Problem details ▸ Each line from the one containing "For the dataset, tag each instance of the carved" through the last line of the data below is to be written out verbatim, and nothing more.

§

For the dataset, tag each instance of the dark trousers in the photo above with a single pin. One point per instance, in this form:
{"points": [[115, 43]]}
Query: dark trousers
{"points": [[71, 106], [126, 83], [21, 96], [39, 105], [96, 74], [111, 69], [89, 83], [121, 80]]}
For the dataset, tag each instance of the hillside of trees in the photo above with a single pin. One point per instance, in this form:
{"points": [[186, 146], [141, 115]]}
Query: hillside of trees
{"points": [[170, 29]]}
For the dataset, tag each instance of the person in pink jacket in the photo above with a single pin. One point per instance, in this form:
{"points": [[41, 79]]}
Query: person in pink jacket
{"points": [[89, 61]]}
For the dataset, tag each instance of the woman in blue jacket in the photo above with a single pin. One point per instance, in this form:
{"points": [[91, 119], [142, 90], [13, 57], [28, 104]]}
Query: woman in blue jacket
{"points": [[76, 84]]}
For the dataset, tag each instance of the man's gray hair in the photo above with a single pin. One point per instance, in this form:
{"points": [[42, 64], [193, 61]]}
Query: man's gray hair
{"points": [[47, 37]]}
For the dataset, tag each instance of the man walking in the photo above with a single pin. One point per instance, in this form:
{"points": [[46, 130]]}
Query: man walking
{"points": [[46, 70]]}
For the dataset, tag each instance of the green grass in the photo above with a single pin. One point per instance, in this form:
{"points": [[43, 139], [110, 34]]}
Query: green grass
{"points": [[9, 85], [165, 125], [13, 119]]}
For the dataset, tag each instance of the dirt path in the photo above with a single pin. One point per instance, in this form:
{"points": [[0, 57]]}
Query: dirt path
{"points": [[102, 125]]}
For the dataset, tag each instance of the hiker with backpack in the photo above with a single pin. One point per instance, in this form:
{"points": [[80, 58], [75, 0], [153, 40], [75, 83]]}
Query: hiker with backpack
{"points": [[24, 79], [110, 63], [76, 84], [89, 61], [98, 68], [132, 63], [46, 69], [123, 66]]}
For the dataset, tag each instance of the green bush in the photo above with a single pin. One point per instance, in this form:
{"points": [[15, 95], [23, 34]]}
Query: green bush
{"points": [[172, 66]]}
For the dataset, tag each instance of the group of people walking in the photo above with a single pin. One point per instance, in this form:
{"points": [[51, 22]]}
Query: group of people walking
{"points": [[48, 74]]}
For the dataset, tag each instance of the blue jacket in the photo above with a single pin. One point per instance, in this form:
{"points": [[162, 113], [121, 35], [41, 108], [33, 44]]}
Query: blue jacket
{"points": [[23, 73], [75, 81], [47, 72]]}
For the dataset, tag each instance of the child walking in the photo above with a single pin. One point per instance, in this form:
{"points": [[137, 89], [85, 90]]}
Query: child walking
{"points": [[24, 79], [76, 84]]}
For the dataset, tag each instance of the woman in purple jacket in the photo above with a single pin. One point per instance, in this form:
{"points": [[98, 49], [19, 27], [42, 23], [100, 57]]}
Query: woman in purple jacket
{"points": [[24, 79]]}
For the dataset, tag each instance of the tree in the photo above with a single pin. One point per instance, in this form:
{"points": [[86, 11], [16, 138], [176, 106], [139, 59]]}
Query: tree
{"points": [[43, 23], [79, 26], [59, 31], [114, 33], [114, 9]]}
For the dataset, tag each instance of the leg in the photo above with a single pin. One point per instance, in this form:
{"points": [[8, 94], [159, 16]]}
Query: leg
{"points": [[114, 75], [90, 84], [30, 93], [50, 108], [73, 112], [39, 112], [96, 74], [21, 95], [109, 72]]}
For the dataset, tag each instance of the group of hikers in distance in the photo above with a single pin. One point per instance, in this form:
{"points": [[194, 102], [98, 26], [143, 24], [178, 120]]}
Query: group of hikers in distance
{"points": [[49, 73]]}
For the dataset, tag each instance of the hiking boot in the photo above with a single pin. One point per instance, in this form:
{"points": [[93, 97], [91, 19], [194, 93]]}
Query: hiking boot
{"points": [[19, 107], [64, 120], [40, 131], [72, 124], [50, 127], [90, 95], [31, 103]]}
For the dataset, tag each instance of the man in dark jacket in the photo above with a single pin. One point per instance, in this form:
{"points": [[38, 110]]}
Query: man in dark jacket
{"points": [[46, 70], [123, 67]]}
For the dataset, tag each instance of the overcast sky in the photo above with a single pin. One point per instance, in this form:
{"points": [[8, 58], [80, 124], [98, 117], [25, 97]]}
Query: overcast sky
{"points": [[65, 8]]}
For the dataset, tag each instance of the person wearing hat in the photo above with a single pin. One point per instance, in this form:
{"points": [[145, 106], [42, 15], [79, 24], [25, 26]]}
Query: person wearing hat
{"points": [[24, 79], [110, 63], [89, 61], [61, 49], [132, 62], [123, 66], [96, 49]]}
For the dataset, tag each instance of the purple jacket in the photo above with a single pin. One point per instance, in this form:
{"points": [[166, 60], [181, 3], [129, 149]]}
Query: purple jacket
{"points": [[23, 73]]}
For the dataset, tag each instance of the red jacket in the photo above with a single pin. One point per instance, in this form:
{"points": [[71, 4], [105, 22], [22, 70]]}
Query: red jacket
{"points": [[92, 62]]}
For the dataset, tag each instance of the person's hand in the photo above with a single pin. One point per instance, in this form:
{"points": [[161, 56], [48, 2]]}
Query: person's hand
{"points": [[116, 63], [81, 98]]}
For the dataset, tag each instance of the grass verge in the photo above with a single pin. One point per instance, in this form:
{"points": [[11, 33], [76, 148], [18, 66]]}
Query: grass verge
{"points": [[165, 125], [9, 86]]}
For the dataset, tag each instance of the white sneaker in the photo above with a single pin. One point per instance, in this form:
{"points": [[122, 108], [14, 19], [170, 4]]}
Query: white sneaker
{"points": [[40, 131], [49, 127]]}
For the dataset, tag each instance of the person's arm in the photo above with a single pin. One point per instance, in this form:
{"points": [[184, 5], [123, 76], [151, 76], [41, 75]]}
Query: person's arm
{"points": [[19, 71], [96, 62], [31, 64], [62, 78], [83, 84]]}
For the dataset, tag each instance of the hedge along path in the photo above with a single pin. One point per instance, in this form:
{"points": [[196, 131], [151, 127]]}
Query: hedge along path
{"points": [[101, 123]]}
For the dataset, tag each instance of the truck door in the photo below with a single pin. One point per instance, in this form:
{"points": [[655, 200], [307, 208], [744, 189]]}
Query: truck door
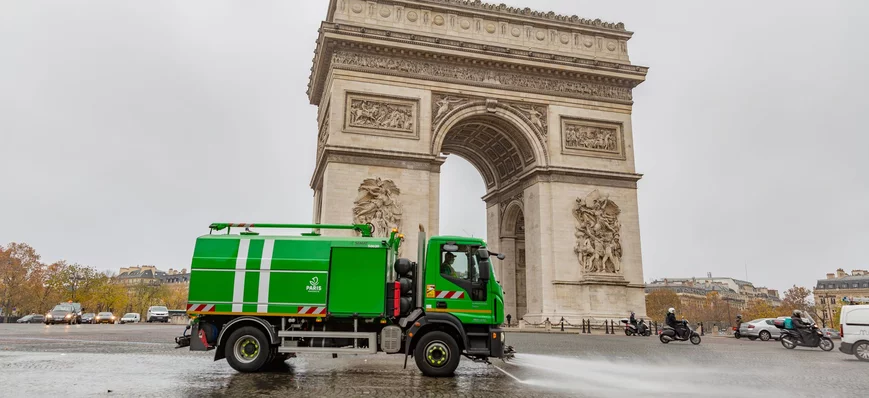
{"points": [[457, 287]]}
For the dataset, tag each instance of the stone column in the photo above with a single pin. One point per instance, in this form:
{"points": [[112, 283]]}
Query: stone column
{"points": [[507, 276]]}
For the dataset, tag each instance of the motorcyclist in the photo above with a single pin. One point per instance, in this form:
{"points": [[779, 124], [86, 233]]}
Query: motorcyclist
{"points": [[803, 327], [673, 323]]}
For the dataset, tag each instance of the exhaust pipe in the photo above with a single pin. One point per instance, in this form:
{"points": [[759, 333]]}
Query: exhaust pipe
{"points": [[420, 267]]}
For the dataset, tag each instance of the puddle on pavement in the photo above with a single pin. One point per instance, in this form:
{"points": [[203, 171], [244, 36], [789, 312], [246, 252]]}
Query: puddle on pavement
{"points": [[608, 378]]}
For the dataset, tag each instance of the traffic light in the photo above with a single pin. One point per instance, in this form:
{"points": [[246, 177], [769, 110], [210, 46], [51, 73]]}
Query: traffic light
{"points": [[403, 287]]}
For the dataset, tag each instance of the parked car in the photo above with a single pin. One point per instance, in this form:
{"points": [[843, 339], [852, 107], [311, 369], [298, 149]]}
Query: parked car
{"points": [[854, 329], [32, 318], [157, 313], [763, 329], [105, 317], [831, 333], [130, 317], [69, 313]]}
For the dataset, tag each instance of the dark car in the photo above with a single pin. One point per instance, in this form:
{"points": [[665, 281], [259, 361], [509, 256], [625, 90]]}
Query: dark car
{"points": [[105, 317], [69, 313], [32, 318]]}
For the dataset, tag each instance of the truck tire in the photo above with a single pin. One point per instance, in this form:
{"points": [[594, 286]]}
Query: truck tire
{"points": [[247, 349], [437, 354]]}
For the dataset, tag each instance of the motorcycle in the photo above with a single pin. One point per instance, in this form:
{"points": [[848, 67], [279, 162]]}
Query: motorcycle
{"points": [[640, 329], [791, 339], [689, 334]]}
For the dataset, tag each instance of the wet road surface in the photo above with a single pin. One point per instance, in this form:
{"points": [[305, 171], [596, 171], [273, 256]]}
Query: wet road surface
{"points": [[140, 360]]}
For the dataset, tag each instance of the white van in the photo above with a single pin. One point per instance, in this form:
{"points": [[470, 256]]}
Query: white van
{"points": [[855, 331]]}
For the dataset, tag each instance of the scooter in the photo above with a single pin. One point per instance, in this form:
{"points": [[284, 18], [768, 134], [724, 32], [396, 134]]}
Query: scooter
{"points": [[669, 334], [793, 338], [640, 329]]}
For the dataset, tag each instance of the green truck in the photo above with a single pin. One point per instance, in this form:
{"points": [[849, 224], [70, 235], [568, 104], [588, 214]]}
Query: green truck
{"points": [[257, 300]]}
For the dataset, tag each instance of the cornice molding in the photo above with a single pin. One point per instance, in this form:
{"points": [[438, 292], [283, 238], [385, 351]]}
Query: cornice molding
{"points": [[384, 60], [524, 13]]}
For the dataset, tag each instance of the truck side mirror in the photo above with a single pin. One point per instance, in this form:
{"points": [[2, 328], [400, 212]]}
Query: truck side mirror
{"points": [[485, 268]]}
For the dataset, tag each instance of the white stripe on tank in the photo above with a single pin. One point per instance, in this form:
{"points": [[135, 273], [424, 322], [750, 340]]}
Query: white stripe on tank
{"points": [[240, 264], [265, 277]]}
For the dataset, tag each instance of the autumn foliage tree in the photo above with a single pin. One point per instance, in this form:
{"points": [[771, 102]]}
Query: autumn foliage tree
{"points": [[29, 286]]}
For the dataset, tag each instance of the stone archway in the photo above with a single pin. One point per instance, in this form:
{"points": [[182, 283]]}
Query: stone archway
{"points": [[539, 103], [514, 278]]}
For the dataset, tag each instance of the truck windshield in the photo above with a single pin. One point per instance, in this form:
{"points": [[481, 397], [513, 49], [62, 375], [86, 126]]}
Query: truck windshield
{"points": [[462, 264]]}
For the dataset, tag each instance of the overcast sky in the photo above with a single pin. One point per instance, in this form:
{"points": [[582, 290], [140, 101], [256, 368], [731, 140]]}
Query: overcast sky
{"points": [[128, 126]]}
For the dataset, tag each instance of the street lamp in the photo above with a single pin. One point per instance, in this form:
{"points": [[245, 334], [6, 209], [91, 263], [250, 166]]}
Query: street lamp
{"points": [[75, 279]]}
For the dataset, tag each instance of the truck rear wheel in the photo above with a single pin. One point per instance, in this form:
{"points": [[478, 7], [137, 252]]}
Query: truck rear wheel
{"points": [[247, 349], [437, 354]]}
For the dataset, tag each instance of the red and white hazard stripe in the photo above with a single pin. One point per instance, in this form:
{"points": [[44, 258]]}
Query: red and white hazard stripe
{"points": [[450, 295], [312, 310], [200, 307]]}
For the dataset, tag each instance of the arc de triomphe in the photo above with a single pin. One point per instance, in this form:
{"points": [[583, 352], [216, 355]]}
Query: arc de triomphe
{"points": [[539, 103]]}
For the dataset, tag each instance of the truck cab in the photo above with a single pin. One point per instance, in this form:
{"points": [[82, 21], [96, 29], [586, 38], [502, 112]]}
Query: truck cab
{"points": [[260, 299]]}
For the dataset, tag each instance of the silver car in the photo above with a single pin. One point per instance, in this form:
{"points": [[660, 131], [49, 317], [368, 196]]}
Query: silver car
{"points": [[763, 329]]}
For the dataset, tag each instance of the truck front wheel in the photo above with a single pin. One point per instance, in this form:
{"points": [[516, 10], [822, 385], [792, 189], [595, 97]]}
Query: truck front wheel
{"points": [[247, 349], [437, 354]]}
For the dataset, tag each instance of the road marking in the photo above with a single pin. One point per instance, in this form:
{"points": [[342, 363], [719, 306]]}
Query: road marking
{"points": [[82, 341], [508, 374]]}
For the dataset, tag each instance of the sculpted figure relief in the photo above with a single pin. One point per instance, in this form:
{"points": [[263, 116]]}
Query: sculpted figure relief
{"points": [[591, 137], [466, 74], [536, 115], [377, 204], [379, 115], [443, 104], [598, 243]]}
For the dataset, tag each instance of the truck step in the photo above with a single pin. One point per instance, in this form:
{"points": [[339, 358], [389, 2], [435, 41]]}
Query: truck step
{"points": [[329, 350], [337, 335], [369, 336]]}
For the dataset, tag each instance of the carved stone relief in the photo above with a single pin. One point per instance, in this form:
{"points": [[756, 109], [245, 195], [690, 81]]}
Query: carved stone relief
{"points": [[442, 104], [468, 75], [598, 241], [534, 115], [592, 138], [506, 202], [378, 115], [377, 204]]}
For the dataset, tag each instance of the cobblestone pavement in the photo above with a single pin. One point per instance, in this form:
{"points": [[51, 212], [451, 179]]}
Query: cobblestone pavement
{"points": [[140, 360]]}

§

Expected answer ▸
For the dataset, tag each instance of the carved stone relief in the photo above with a single pin. One point per instance, in this form:
{"points": [[756, 109], [245, 195], [690, 81]]}
Query: carved stone relief
{"points": [[442, 104], [468, 75], [598, 241], [534, 115], [592, 138], [506, 202], [378, 115], [377, 204]]}
For the dataset, tag each instance of the cobblestone pavement in the photo above with a single pin. One point per instance, in this form:
{"points": [[51, 212], [451, 179]]}
Query: cobblestone pavement
{"points": [[140, 360]]}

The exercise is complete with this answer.